GNN Generation Process
A genome neighborhood network (GNN) is generated in three steps.
1. A sequence similarity network (SSN) from Option A or option B of EFI-EST (or a file from Option A or Option B of EFI-EST modified/edited by Cytoscape) is partitioned into “isofunctional” clusters with an appropriate alignment score (to separate the SSN into isofunctional clusters) using either the Analyze step of EFI-EST or by filtering with Cytoscape. The xgmml file for the SSN is the input for EFI-GNT and is uploaded by the user on the Start page.
EFI-GNT recognizes the clusters in the SSN and extracts the UniProt accession IDs for the sequences in each cluster. Each cluster is assigned a unique cluster number, and the nodes for the sequences in each cluster are assigned a unique color. Singletons in the SSN are excluded from the analysis, although they will be present in the colored SSN that is provided by EFI-GNT.
EFI-GNT provides a numbered and colored version of the SSN (as an xgmml file) to assist the user in analyzing the GNNs.
2. After the members of each cluster are identified, EFI-GNT queries the STD (annotated assembled sequences), CON (high level constructed sequences), and WGS (whole genome shotgun sequencing with intermediate level of assembly) sequence files for bacterial (prokaryotic and archaeal) and fungal proteins in the European Nucleotide Archive (ENA) database for the genome neighbors for each sequence in the cluster.
The default window for identifying neighbors is ± 10 orfs from the query sequence—the user can select a smaller/larger window on the Start page (from ±3 to ± 20 orfs). As the size of the window decreases, the signal-to-noise in the GNN increases, although smaller windows may miss functionally linked neighbors.

§ Data provided:
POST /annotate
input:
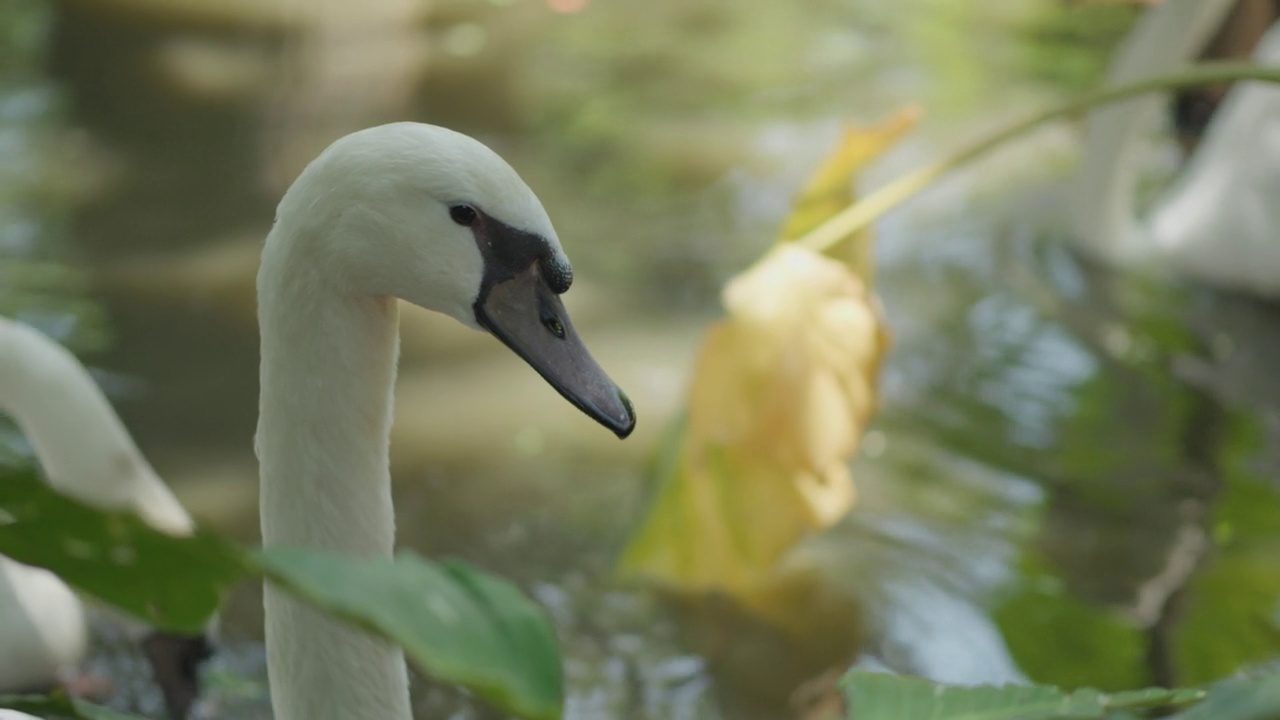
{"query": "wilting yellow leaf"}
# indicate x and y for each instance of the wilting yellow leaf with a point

§ Activity 1:
Using the text on GNN generation, explain in one to three sentences what happens when the user picks a smaller neighbor window.
§ Activity 2:
In the text on GNN generation, what is the default window for identifying genome neighbors?
Rely only on the text about GNN generation, not on the data.

§ Written reply 1:
A smaller window raises the signal-to-noise in the GNN. The drawback is that it may miss functionally linked neighbors.

§ Written reply 2:
± 10 orfs from the query sequence.